### Exercise objective:
Please lay out every line of the items below as a Markdown table with two columns, Row for the row number and Line for the line itself, leaving out any blank lines.

[Extracted records]

####

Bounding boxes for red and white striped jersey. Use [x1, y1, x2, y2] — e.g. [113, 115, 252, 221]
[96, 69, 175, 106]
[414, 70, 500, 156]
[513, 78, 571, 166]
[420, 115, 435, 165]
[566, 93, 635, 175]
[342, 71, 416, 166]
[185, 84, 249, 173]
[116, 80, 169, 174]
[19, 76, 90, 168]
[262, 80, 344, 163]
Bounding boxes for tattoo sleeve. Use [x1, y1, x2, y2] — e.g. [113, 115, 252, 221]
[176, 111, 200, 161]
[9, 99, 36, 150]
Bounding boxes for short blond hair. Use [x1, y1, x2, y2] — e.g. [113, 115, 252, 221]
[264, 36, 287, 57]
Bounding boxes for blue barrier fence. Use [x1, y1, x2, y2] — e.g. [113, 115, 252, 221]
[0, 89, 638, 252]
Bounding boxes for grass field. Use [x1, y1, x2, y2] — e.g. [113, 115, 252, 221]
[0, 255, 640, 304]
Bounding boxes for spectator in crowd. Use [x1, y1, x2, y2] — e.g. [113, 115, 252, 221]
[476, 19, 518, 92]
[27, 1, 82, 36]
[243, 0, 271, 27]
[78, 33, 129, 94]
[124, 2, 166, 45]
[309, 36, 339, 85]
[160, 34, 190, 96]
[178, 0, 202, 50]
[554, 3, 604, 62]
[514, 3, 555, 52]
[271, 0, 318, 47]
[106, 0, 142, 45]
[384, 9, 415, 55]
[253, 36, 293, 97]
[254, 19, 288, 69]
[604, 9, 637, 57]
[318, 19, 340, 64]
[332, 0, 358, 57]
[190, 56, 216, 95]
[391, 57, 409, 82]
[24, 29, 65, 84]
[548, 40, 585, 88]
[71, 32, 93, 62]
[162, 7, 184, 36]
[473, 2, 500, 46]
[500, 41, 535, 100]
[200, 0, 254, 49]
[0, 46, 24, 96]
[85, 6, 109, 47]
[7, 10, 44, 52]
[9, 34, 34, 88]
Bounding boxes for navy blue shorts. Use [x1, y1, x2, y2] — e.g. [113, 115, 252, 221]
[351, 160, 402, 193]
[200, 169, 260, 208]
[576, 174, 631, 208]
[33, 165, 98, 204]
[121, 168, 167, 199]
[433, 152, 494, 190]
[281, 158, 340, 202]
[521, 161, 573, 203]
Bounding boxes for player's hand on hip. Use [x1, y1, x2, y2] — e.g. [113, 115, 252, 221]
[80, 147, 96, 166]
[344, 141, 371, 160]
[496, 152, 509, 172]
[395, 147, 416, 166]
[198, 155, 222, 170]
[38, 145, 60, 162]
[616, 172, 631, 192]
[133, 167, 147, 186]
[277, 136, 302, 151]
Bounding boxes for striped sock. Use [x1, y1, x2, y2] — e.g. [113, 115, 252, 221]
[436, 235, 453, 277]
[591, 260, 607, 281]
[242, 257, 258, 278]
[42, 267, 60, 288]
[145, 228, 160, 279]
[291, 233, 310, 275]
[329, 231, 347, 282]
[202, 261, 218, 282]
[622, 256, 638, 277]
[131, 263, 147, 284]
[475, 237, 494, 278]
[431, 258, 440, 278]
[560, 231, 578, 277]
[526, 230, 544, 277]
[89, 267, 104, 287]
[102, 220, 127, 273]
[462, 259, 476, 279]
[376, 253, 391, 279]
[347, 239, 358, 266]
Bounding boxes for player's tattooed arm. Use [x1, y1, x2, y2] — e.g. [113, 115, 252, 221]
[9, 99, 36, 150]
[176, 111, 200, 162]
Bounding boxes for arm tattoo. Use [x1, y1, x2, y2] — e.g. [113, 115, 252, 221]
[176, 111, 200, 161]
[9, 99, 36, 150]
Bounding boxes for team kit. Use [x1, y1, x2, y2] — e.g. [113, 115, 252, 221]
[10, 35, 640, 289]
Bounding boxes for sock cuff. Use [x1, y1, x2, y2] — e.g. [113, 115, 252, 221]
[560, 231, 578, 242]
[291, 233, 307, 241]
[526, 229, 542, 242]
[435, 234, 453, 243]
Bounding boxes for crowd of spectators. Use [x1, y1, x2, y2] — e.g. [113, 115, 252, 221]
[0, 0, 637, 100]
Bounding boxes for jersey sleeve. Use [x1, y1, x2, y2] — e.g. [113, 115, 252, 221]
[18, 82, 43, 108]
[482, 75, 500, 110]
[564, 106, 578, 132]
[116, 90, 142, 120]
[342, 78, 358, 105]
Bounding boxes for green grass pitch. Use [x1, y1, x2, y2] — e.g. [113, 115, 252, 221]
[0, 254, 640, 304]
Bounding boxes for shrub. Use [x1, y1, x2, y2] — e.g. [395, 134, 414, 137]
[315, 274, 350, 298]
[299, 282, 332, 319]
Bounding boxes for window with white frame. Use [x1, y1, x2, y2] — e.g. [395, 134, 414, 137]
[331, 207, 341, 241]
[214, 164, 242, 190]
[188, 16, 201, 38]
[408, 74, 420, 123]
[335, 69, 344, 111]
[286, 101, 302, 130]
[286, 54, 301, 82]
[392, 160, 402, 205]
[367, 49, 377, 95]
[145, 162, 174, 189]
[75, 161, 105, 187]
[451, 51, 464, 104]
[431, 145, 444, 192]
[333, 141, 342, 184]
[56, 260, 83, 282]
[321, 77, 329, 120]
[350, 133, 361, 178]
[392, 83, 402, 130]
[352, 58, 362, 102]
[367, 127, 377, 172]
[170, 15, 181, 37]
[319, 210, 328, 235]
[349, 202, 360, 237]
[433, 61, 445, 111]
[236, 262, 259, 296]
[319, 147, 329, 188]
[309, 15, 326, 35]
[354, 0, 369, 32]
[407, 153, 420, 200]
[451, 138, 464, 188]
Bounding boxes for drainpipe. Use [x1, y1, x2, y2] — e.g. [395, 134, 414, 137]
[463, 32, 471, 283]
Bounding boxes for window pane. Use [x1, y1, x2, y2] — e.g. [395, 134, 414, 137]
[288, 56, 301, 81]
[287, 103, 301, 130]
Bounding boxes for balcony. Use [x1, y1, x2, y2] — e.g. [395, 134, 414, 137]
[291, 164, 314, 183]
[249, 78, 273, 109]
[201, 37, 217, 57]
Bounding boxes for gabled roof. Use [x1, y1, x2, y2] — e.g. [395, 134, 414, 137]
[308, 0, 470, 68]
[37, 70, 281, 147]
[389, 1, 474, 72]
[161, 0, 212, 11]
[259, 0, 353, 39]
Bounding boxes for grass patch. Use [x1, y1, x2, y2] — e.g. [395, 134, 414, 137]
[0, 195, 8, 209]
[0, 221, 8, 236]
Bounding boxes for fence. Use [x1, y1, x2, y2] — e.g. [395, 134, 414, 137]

####

### Response to the task:
| Row | Line |
|---|---|
| 1 | Bounding boxes for red and white striped jersey. Use [x1, y1, x2, y2] — e.g. [113, 115, 252, 221] |
| 2 | [96, 69, 175, 106] |
| 3 | [414, 70, 500, 156] |
| 4 | [513, 78, 571, 166] |
| 5 | [420, 115, 435, 165] |
| 6 | [566, 93, 635, 175] |
| 7 | [342, 71, 416, 166] |
| 8 | [185, 84, 249, 173] |
| 9 | [116, 80, 169, 174] |
| 10 | [19, 76, 90, 168] |
| 11 | [262, 80, 344, 163] |
| 12 | Bounding boxes for tattoo sleeve. Use [x1, y1, x2, y2] — e.g. [113, 115, 252, 221] |
| 13 | [176, 111, 200, 161] |
| 14 | [9, 99, 36, 150] |
| 15 | Bounding boxes for short blond hair. Use [x1, y1, x2, y2] — e.g. [113, 115, 252, 221] |
| 16 | [264, 36, 287, 57] |
| 17 | Bounding boxes for blue barrier fence. Use [x1, y1, x2, y2] — e.g. [113, 115, 252, 221] |
| 18 | [0, 89, 638, 252] |
| 19 | Bounding boxes for grass field. Use [x1, y1, x2, y2] — e.g. [113, 115, 252, 221] |
| 20 | [0, 255, 640, 304] |
| 21 | Bounding boxes for spectator in crowd. Use [x1, y1, x2, y2] — e.g. [113, 115, 252, 221] |
| 22 | [476, 19, 518, 92] |
| 23 | [27, 1, 82, 36] |
| 24 | [243, 0, 271, 27] |
| 25 | [78, 33, 129, 94] |
| 26 | [124, 2, 166, 45] |
| 27 | [309, 36, 339, 85] |
| 28 | [160, 34, 190, 96] |
| 29 | [178, 0, 202, 50] |
| 30 | [554, 3, 604, 62] |
| 31 | [514, 3, 555, 52] |
| 32 | [271, 0, 318, 47] |
| 33 | [106, 0, 142, 45] |
| 34 | [384, 9, 415, 55] |
| 35 | [253, 36, 293, 97] |
| 36 | [254, 19, 288, 69] |
| 37 | [604, 9, 637, 57] |
| 38 | [318, 19, 340, 64] |
| 39 | [332, 0, 358, 57] |
| 40 | [190, 56, 216, 95] |
| 41 | [391, 57, 409, 82] |
| 42 | [24, 29, 65, 84] |
| 43 | [548, 40, 585, 88] |
| 44 | [71, 32, 93, 62] |
| 45 | [162, 7, 184, 36] |
| 46 | [473, 2, 500, 46] |
| 47 | [500, 41, 535, 100] |
| 48 | [200, 0, 254, 49] |
| 49 | [0, 46, 24, 96] |
| 50 | [85, 6, 109, 47] |
| 51 | [7, 10, 44, 52] |
| 52 | [9, 34, 34, 88] |
| 53 | Bounding boxes for navy blue shorts. Use [x1, y1, x2, y2] — e.g. [113, 115, 252, 221] |
| 54 | [351, 160, 402, 193] |
| 55 | [200, 169, 260, 208] |
| 56 | [576, 174, 631, 208] |
| 57 | [33, 165, 98, 204] |
| 58 | [121, 168, 167, 199] |
| 59 | [433, 152, 494, 190] |
| 60 | [281, 158, 340, 202] |
| 61 | [521, 161, 573, 203] |
| 62 | Bounding boxes for player's hand on hip. Use [x1, y1, x2, y2] — e.g. [113, 115, 252, 221] |
| 63 | [80, 147, 96, 166] |
| 64 | [344, 141, 371, 160] |
| 65 | [496, 152, 509, 172] |
| 66 | [395, 147, 416, 166] |
| 67 | [198, 155, 222, 170] |
| 68 | [38, 145, 60, 162] |
| 69 | [616, 172, 631, 192] |
| 70 | [133, 167, 147, 186] |
| 71 | [277, 136, 302, 151] |
| 72 | Bounding boxes for striped sock. Use [x1, y1, x2, y2] — e.g. [113, 115, 252, 221] |
| 73 | [436, 235, 453, 277] |
| 74 | [591, 260, 607, 281] |
| 75 | [242, 257, 258, 278] |
| 76 | [42, 267, 60, 288] |
| 77 | [145, 228, 160, 279] |
| 78 | [291, 233, 310, 275] |
| 79 | [329, 231, 347, 282] |
| 80 | [202, 261, 218, 282] |
| 81 | [622, 256, 638, 277] |
| 82 | [131, 263, 147, 284] |
| 83 | [475, 237, 494, 278] |
| 84 | [431, 258, 440, 278] |
| 85 | [560, 231, 578, 277] |
| 86 | [526, 230, 544, 277] |
| 87 | [89, 267, 104, 287] |
| 88 | [102, 220, 127, 273] |
| 89 | [462, 259, 476, 279] |
| 90 | [376, 253, 391, 279] |
| 91 | [347, 239, 358, 266] |
| 92 | Bounding boxes for player's tattooed arm. Use [x1, y1, x2, y2] — e.g. [113, 115, 252, 221] |
| 93 | [9, 99, 36, 150] |
| 94 | [176, 111, 200, 162] |
| 95 | Bounding boxes for arm tattoo. Use [x1, y1, x2, y2] — e.g. [113, 115, 252, 221] |
| 96 | [176, 111, 200, 161] |
| 97 | [9, 99, 36, 150] |
| 98 | Bounding boxes for team kit. Use [x1, y1, x2, y2] — e.g. [113, 115, 252, 221] |
| 99 | [10, 35, 640, 289] |
| 100 | Bounding boxes for sock cuff. Use [x1, y1, x2, y2] — e.g. [113, 115, 252, 221] |
| 101 | [560, 231, 578, 242] |
| 102 | [291, 233, 307, 241] |
| 103 | [526, 229, 542, 242] |
| 104 | [435, 234, 453, 243] |
| 105 | Bounding boxes for crowd of spectators. Use [x1, y1, x2, y2] — e.g. [113, 115, 252, 221] |
| 106 | [0, 0, 637, 100] |
| 107 | Bounding boxes for jersey sleeve. Use [x1, y1, x2, y2] — e.g. [113, 115, 252, 221] |
| 108 | [18, 82, 43, 108] |
| 109 | [482, 75, 500, 110] |
| 110 | [564, 106, 578, 132] |
| 111 | [116, 90, 142, 120] |
| 112 | [342, 78, 358, 105] |
| 113 | Bounding boxes for green grass pitch. Use [x1, y1, x2, y2] — e.g. [113, 115, 252, 221] |
| 114 | [0, 254, 640, 304] |
| 115 | Bounding boxes for shrub. Use [x1, y1, x2, y2] — e.g. [395, 134, 414, 137] |
| 116 | [315, 274, 350, 298] |
| 117 | [299, 282, 332, 319] |
| 118 | Bounding boxes for window with white frame. Use [x1, y1, x2, y2] — e.g. [395, 134, 414, 137] |
| 119 | [331, 207, 341, 241] |
| 120 | [214, 164, 242, 190] |
| 121 | [188, 16, 201, 38] |
| 122 | [408, 74, 420, 123] |
| 123 | [335, 69, 344, 111] |
| 124 | [286, 101, 302, 130] |
| 125 | [286, 54, 301, 82] |
| 126 | [392, 160, 402, 205] |
| 127 | [367, 49, 377, 95] |
| 128 | [145, 162, 174, 189] |
| 129 | [75, 161, 105, 187] |
| 130 | [451, 51, 464, 104] |
| 131 | [431, 145, 444, 192] |
| 132 | [333, 141, 342, 184] |
| 133 | [56, 260, 83, 282] |
| 134 | [321, 77, 329, 120] |
| 135 | [350, 133, 361, 178] |
| 136 | [392, 83, 402, 130] |
| 137 | [352, 58, 362, 102] |
| 138 | [367, 127, 377, 172] |
| 139 | [170, 15, 181, 37] |
| 140 | [319, 210, 328, 235] |
| 141 | [349, 202, 360, 237] |
| 142 | [433, 61, 445, 111] |
| 143 | [236, 262, 259, 296] |
| 144 | [319, 147, 329, 188] |
| 145 | [309, 15, 326, 35] |
| 146 | [354, 0, 369, 32] |
| 147 | [407, 153, 420, 200] |
| 148 | [451, 138, 464, 188] |
| 149 | Bounding boxes for drainpipe. Use [x1, y1, x2, y2] — e.g. [395, 134, 414, 137] |
| 150 | [463, 32, 471, 283] |
| 151 | Bounding boxes for window pane. Use [x1, y1, x2, y2] — e.g. [395, 134, 414, 137] |
| 152 | [288, 56, 301, 81] |
| 153 | [287, 103, 301, 130] |
| 154 | Bounding boxes for balcony. Use [x1, y1, x2, y2] — e.g. [395, 134, 414, 137] |
| 155 | [291, 164, 314, 183] |
| 156 | [249, 78, 273, 109] |
| 157 | [201, 37, 217, 57] |
| 158 | Bounding boxes for gabled roof. Use [x1, y1, x2, y2] — e.g. [395, 134, 414, 137] |
| 159 | [308, 0, 470, 68] |
| 160 | [37, 70, 281, 147] |
| 161 | [389, 1, 474, 72] |
| 162 | [161, 0, 212, 11] |
| 163 | [259, 0, 353, 39] |
| 164 | Bounding boxes for grass patch. Use [x1, y1, x2, y2] — e.g. [395, 134, 414, 137] |
| 165 | [0, 195, 8, 209] |
| 166 | [0, 221, 8, 236] |
| 167 | Bounding boxes for fence. Use [x1, y1, x2, y2] — e.g. [395, 134, 414, 137] |